■ Problem to solve ■
Your answer should consist of the listing, repeated exactly.
=== Recorded data ===
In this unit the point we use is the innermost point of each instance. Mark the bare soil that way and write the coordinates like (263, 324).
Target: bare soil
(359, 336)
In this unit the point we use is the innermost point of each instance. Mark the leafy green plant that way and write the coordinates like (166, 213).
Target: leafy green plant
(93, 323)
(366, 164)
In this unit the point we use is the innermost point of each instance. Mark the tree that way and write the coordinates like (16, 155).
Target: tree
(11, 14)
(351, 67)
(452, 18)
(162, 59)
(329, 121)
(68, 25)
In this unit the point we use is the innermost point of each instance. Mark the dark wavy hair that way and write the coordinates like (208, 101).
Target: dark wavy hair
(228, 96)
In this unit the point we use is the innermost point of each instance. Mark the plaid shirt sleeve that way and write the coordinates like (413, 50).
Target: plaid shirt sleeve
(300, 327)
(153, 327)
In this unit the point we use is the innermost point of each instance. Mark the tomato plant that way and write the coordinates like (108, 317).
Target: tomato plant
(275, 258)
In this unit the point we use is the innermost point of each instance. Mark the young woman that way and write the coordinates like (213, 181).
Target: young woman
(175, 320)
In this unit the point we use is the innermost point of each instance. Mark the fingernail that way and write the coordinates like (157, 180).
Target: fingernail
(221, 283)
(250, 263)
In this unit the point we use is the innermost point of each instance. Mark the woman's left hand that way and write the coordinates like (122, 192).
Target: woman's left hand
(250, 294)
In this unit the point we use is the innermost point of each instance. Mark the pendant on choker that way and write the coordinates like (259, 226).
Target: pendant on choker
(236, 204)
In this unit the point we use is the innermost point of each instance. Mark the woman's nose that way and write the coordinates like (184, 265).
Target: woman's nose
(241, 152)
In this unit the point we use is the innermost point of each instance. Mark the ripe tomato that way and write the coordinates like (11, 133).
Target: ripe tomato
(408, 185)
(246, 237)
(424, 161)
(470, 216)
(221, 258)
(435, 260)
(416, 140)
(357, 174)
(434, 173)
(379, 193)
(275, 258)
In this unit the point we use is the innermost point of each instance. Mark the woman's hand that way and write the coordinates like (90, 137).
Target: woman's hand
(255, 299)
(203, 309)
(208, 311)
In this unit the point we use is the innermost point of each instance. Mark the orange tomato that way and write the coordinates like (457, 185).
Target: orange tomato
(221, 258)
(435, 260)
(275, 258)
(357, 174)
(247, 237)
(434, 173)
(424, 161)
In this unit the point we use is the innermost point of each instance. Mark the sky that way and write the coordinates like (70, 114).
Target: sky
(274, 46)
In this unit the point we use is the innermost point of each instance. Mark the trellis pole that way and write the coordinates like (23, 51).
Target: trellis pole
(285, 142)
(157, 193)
===
■ Output for this exercise ■
In this unit the point we use is the innermost point of each instance. Mark the bare soil that way and write the coordinates like (263, 324).
Target: bare soil
(359, 336)
In this unit the point we use is the innermost point of each instance. Mark the leafy green plant that way and write the coordinates like (166, 213).
Target: leafy green plant
(93, 323)
(366, 164)
In this unit the point we use is the innermost point of each instance. Mark the tree that way and write the coordinates like (16, 155).
Target: tree
(11, 14)
(351, 67)
(452, 18)
(162, 59)
(329, 121)
(68, 25)
In this unit the point we use is the innermost point of each instance. Mark the dark wavy hair that way and write the coordinates like (208, 101).
Target: dark wavy hair
(228, 96)
In this unit the point we use is the innermost point of each instance. Mark the plaid shirt sleeve that way and write the coordinates like (413, 50).
Target: plaid shirt sleeve
(300, 327)
(153, 327)
In this unit the point we use is the innermost point of each instance. Mark the tomato plant that way and write the coordinates like (108, 317).
Target: tomato plant
(275, 258)
In this unit the point we use is the innermost point of each instance. Mark the young woman that way and write the coordinates like (213, 181).
Target: young woman
(175, 320)
In this unit the point we use is the innermost point of each instance. Mark the fingernail that way and write the coordinates like (157, 180).
Target: fingernail
(221, 283)
(250, 263)
In this unit the point we use is the innermost point of each instance. Mark the woman's left hand that way and write the coordinates like (122, 192).
Target: woman's left hand
(250, 294)
In this unit the point we use is the innermost point of each instance. Mark the pendant on choker that way and write the coordinates like (259, 226).
Target: pendant on choker
(236, 204)
In this unit the point we use is the innermost point of each instance. Mark the woman's nose that way and write the coordinates like (184, 265).
Target: woman's nose
(241, 152)
In this unit the point we use is the innermost point of each instance. Mark the ripe tomato that way and write the coordinates like (11, 133).
Target: ripe tomato
(408, 185)
(246, 237)
(424, 161)
(470, 216)
(221, 258)
(435, 260)
(416, 140)
(357, 174)
(434, 173)
(379, 193)
(275, 258)
In this unit the point we use is the innermost point of each instance. Mark the woman's hand that way and write the coordinates like (90, 137).
Target: woman's hand
(255, 299)
(203, 309)
(208, 311)
In this unit the point we use is the innermost point of each instance. Mark the orange tomato that way and write the coordinates like (457, 185).
Target: orange tomato
(221, 258)
(435, 260)
(275, 258)
(357, 174)
(247, 237)
(434, 173)
(424, 161)
In this unit the point we use is the innermost point of each instance. Mark the sky that way and write the coordinates like (70, 114).
Target: sky
(274, 46)
In this unit the point we use is the innermost point of each instance. Mark the trellis pole that way and write the coordinates like (23, 51).
Target: trellis pole
(285, 142)
(157, 193)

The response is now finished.